═════ Text passage ═════

Pursuant to the Merger Agreement, at the effective time of the Merger ("Effective Time"), each share of the Common Stock issued and outstanding immediately prior to the Effective Time, will be converted into the right to receive $14.00 per share, payable to the holder in cash, without interest ("Common Merger Consideration Amount") and less any applicable tax withholding. Each share of the Issuer's preferred stock, par value $0.0001 per share, issued and outstanding immediately prior to the Effective Time, will be converted into the right to receive $1,400.00 per share, payable to the holder in cash, without interest.
The Merger Agreement provides that at the Effective Time, subject to exceptions set forth in the Merger Agreement: (1) each option to purchase Common Stock granted under an Issuer equity incentive plan, program or arrangement (excluding, for the avoidance of doubt, any purchase rights under the Issuer's 2021 Employee Stock Purchase Plan) ("Issuer Stock Option") that is outstanding immediately prior to the Effective Time, whether or not vested, will be cancelled and in exchange the holder of such Issuer Stock Option will be entitled to receive an amount in cash, without interest and less any applicable tax withholdings, equal to the product of (x) the total number of shares of Common Stock subject to such Issuer Stock Option immediately prior to the Effective Time multiplied by (y) the excess, if any, of the Common Merger Consideration Amount over the applicable exercise price per share of Common Stock under such Issuer Stock Option, provided that, in the event that the exercise price of any Issuer Stock Option, whether vested or vested, is equal to or greater than the Common Share Merger Consideration, such Issuer Stock Option shall be cancelled without any consideration being payable in respect thereof and shall have no further force or effect; and (2) each restricted stock unit granted under an Issuer equity incentive plan, program or arrangement ("Issuer RSU") that is outstanding and unvested or vested but not yet settled, in each case as of immediately prior to the Effective Time, shall be cancelled and the holder of such cancelled Issuer RSU will be entitled to receive an amount in cash, without interest and less any applicable tax withholdings, equal to the product of (x) the total number of shares of Common Stock subject to such Issuer RSU immediately prior to the Effective Time multiplied by (y) the Common Merger Consideration Amount.

═════ Data extract ═════

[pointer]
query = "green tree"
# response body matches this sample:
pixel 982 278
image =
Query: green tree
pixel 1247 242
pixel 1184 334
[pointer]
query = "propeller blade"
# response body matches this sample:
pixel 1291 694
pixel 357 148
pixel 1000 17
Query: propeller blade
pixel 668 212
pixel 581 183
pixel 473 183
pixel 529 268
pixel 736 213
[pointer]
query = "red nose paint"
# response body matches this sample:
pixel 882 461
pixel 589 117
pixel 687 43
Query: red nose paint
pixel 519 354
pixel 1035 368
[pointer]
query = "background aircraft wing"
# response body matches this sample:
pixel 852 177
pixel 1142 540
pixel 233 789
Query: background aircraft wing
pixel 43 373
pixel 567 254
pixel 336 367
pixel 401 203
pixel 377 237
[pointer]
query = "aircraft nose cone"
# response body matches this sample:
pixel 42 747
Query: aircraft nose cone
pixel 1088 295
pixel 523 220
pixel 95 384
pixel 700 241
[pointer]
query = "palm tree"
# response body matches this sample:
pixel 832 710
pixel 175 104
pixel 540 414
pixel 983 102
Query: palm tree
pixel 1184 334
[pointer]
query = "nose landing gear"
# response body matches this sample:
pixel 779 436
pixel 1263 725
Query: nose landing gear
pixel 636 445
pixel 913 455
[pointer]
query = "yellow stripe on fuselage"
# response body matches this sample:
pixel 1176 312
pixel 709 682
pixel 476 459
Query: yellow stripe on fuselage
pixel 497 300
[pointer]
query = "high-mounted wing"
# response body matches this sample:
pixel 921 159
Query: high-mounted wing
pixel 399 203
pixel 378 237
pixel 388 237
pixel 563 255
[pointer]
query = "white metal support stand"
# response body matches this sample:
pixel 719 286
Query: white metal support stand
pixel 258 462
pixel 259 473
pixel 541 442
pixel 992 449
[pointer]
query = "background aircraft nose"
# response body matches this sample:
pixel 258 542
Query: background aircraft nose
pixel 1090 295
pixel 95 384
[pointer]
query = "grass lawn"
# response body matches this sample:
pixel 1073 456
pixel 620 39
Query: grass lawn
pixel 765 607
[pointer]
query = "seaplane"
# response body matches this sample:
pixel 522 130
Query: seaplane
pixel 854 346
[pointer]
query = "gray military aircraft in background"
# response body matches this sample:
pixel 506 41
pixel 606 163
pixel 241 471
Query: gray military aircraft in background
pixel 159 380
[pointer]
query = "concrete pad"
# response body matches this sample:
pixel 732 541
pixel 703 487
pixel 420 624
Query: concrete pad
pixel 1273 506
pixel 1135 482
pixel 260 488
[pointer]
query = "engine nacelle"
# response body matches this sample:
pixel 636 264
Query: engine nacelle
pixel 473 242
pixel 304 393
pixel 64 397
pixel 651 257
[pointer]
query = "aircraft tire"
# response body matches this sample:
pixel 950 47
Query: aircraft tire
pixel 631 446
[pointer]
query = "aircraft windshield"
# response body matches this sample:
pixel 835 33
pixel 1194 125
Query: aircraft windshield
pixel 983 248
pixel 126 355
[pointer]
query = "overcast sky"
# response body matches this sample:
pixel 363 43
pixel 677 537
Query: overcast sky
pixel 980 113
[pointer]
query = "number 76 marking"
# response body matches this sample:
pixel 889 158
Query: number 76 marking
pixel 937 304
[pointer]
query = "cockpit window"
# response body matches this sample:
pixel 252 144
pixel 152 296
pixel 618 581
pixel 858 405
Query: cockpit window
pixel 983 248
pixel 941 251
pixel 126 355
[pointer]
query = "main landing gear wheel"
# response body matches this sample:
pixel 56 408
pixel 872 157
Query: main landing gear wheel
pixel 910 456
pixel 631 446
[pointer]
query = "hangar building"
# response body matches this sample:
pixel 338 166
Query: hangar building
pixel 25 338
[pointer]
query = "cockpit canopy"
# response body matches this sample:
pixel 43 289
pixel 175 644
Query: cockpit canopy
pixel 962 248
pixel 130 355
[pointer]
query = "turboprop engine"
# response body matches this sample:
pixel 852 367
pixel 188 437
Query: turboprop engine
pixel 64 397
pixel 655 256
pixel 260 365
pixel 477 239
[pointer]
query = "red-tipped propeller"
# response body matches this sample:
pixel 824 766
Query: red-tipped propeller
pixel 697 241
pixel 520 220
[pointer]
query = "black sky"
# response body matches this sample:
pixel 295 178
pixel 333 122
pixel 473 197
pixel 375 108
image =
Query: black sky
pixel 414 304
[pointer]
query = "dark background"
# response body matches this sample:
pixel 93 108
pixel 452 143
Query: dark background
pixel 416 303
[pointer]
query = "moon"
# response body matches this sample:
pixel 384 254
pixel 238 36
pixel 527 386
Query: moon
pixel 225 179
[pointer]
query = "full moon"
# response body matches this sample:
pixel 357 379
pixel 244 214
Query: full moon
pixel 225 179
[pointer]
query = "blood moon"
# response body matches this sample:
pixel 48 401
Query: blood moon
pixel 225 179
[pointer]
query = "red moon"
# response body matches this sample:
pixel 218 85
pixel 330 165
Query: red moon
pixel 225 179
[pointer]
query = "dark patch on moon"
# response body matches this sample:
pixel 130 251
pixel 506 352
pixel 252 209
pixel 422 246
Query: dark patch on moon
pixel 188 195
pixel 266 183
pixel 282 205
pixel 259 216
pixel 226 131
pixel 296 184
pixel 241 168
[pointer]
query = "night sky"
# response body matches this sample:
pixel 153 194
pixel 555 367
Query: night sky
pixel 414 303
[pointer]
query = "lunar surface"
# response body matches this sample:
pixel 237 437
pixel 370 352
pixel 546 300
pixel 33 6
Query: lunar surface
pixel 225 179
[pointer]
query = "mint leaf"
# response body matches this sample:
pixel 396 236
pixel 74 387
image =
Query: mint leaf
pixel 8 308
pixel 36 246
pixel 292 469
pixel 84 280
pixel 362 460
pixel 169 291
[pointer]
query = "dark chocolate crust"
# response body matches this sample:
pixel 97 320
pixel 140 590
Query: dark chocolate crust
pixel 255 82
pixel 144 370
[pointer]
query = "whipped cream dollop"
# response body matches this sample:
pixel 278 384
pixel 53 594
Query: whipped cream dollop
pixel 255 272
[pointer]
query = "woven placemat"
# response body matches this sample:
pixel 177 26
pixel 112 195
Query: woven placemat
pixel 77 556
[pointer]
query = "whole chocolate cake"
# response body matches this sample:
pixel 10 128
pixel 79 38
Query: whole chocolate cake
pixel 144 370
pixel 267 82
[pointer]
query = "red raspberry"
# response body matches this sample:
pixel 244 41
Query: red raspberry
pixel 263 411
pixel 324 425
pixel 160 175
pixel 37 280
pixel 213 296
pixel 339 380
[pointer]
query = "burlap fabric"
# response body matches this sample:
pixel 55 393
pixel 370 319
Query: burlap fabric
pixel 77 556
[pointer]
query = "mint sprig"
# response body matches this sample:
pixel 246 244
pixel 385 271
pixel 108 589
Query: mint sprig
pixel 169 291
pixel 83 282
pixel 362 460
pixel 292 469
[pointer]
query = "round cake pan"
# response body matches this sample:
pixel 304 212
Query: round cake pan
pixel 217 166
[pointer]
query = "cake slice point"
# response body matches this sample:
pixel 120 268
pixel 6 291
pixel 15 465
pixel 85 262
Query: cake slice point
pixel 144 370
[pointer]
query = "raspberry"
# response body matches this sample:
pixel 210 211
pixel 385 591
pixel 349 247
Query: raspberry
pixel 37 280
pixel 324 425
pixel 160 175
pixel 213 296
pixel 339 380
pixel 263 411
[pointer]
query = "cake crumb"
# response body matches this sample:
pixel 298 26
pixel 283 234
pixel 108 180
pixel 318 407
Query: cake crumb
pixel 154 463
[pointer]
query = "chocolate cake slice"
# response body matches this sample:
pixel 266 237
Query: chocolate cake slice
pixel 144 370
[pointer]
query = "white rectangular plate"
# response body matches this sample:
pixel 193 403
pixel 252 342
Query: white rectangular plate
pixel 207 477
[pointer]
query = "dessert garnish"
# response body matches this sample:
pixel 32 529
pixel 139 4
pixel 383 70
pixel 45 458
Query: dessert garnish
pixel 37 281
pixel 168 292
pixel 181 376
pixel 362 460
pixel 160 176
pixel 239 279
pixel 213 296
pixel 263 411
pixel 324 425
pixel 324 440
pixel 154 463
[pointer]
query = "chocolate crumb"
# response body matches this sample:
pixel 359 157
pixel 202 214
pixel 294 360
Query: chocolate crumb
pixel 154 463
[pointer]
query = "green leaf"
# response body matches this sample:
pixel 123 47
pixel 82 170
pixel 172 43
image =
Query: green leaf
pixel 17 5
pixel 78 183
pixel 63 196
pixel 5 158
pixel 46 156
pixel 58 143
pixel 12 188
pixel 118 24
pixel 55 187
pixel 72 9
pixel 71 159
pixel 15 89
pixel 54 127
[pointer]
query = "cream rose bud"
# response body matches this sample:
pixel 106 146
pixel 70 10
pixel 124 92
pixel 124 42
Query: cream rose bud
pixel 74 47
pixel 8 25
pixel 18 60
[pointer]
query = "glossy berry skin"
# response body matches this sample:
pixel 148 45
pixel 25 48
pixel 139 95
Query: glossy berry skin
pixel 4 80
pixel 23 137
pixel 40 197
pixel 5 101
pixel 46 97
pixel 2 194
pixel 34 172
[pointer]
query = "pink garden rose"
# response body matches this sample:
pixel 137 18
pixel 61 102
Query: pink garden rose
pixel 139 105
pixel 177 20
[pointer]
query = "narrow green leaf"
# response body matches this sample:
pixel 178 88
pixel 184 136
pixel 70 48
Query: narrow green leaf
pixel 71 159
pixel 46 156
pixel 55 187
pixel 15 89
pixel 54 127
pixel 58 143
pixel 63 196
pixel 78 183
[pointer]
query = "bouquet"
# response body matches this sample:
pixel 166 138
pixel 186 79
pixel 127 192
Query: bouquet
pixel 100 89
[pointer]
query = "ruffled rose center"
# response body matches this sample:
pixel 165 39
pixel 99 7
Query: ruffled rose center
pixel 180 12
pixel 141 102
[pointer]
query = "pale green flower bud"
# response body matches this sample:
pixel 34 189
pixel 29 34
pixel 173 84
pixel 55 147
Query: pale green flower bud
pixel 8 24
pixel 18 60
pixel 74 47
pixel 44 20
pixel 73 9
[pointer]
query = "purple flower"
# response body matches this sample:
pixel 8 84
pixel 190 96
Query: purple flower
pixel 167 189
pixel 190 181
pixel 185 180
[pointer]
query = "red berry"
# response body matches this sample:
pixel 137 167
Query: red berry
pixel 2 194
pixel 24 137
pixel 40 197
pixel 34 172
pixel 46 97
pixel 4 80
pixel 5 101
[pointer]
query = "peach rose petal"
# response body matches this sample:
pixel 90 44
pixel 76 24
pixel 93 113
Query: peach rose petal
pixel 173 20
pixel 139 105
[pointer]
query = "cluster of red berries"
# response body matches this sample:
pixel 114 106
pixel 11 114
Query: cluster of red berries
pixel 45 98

═════

(Instructions):
1. In the merger passage, what will each share of the preferred stock be converted into the right to receive?
2. Give a two-sentence summary of the merger passage.
3. Turn the paragraph of the merger passage that starts "Pursuant to the Merger Agreement" into a short list that keeps its main facts.

(Answers to the tasks):
1. Each share will be converted into the right to receive $1,400.00 per share, paid in cash without interest.

2. At the Effective Time, each outstanding share of Common Stock will be converted into the right to receive $14.00 in cash, and each outstanding share of preferred stock into the right to receive $1,400.00 in cash, both without interest. Outstanding Issuer Stock Options and Issuer RSUs will be cancelled in exchange for cash based on the Common Merger Consideration Amount, without interest and less applicable tax withholdings.

3.
- Each share of Common Stock issued and outstanding immediately prior to the Effective Time will be converted into the right to receive $14.00 per share (the "Common Merger Consideration Amount").
- This amount is paid in cash, without interest, and less any applicable tax withholding.
- Each share of the Issuer's preferred stock (par value $0.0001 per share) issued and outstanding immediately prior to the Effective Time will be converted into the right to receive $1,400.00 per share.
- This amount is also paid in cash, without interest.